Friday, March 22, 2013

School project

This week, my son Jonathan was required to write a five paragraph essay about an ancestor of his, someone further back than grandparent.  Tim and I both got a little excited and started describing some of the weirdos the boy is descended from.  After hearing a few options, Jonathan decided to write about my great grandfather, his ancestor who went into the resort business in the 1920s.  He chose to write about this man first, because it's cool to be descended from the guy who owned the place everyone wanted to visit in the 1920s and 30s -- at least everyone who lived in Hick County.  And second, because Tim was going to be out of town when the report was due, so Jonathan decided he'd better write about someone on Mom's side so she could help him.

Honestly.

On Monday night, I had him read about 20 pages of stories written by my grandfather on what it was like to be a kid growing up at a lakeside resort.  My grandpa describes roaming the halls of the hotel, crawling under the floor of the dance hall, watching bats fly out from under its roof late at night, and learning to swim and dive.  There is a story in Grandpa's memoirs about how Uncle Bun earned a whopping $25 on the 4th of July by pulling on a gasoline-soaked suit, climbing up to the high dive, and then being lit by a match and diving, flaming, into the pool below.  He writes about the pet bear that performed tricks for the guests until it grew too big and dangerous and had to be put down.  The old resort had what they called a toboggan slide -- attach your sled to the tracks at the top, swoop down to the bottom, and find yourself cruising out over the lake.  The stories are fascinating.

But Monday night, Jonathan was in tears.  "There aren't any facts in here.  How can I write an essay about any of this?"

◆ **MATERIAL SHOWN**:
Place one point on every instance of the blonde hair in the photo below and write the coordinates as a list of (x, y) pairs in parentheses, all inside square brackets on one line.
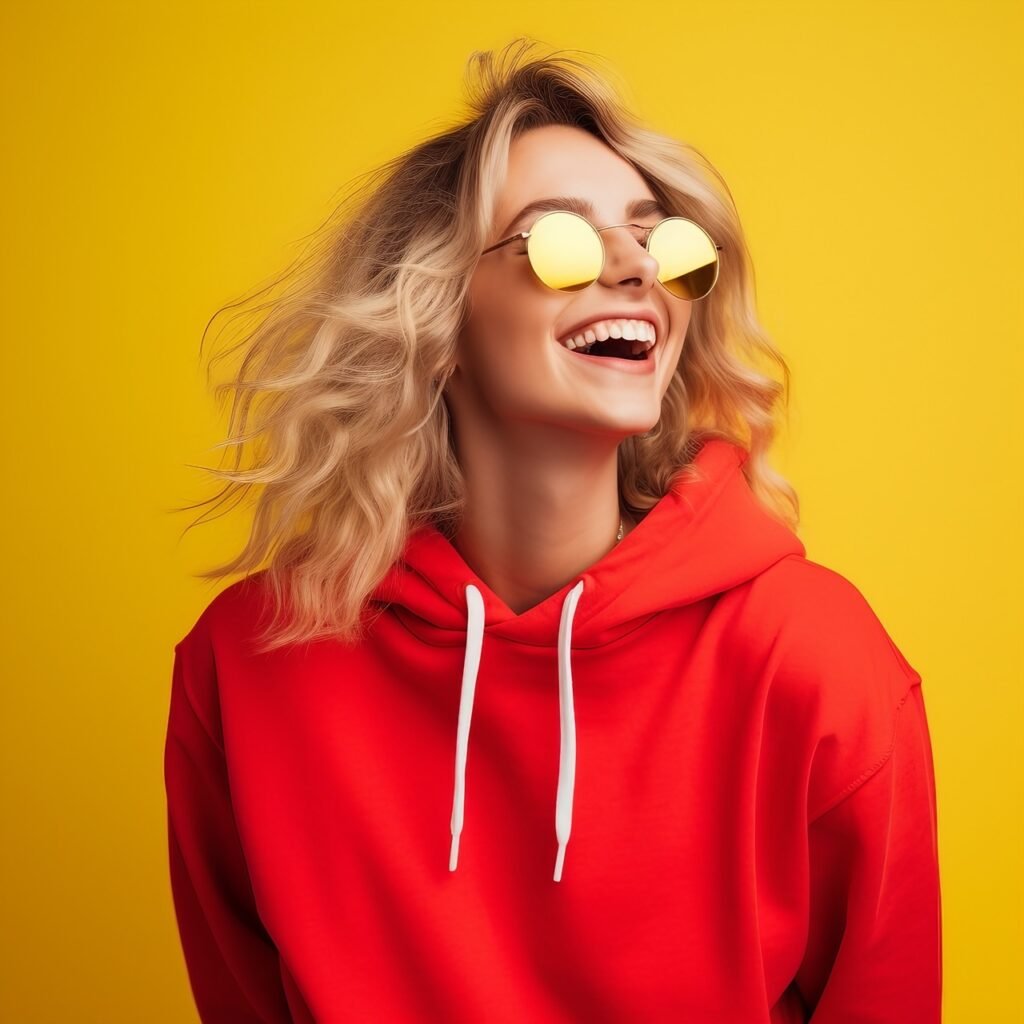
[(344, 364)]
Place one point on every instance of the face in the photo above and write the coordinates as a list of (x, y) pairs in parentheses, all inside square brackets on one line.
[(511, 366)]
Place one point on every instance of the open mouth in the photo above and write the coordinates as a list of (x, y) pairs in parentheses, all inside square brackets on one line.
[(614, 348)]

◆ **SET EXERCISE 1**:
In the school project blog post, how much money did Uncle Bun earn on the 4th of July for his flaming dive?
◆ **SET EXERCISE 2**:
Continue the school project blog post from where it stops.

◆ **WRITTEN REPLY 1**:
$25

◆ **WRITTEN REPLY 2**:
Tuesday night I dug up a history of the second resort my great grandfather purchased, written by another distant relative.  The history contained facts:  names, dates, quotes from advertisements in local newspapers.  A 1932 ad invited the locals to "Swim in drinking water!  Gents 25 cents, ladies 10 cents".  The history also included information about renovations to the park and pools.  My great grandfather installed an amazing sand filtration system, one of a kind, allowing him to brag back in the 1930s that his pools were so clean, you could "see the bottom from almost anywhere".  Under the older system, pool water had been cleaned and changed only once per week.  (Yuck!)

Tuesday night, Jonathan was in tears.  "This is too much!  How can I put this into an essay?"

Wednesday night, we talked about outlining, and giving each paragraph its own topic.  He needed to write five paragraphs.  That was only five topics!  "What five things would you like to write about?  How do you think it should start?  How should it end?  And then what sorts of things can go in the middle?"

Wednesday night, Jonathan was in tears.  "I don't know.  I don't know what to write about."

The assignment instructions specifically said that parents could help with research and pre-writing.  But not the actual writing.  We spent a long time pre-writing.  I coaxed and coddled and pulled from his mind possible paragraph topics.  "What resort did he buy first? Why did he buy it?  Don't you think that would make an interesting paragraph?"  (Hint hint hint.)  I pulled out all the articles again, and marked in pink pen some of the things that he could put into the essay, a small arrow and a few lines here and there around the masses of his enthusiastic yellow highlighting marks.

I had him reread the assignment instructions for some inspiration.  The instructions said he should follow the guidelines for writers he had been learning about in school.  "What guidelines have you learned?"

"Um... Each paragraph should have five sentences?"

So after we came up with topics, we brainstormed five things he could say under each topic.  Five sentences each.  And then finally, finally, he sat down on his own and wrote with pencil and paper a first draft.  Even after we had talked about each item for each sentence, it took him over an hour to craft those twenty-five sentences.  Twenty-five perfect sentences.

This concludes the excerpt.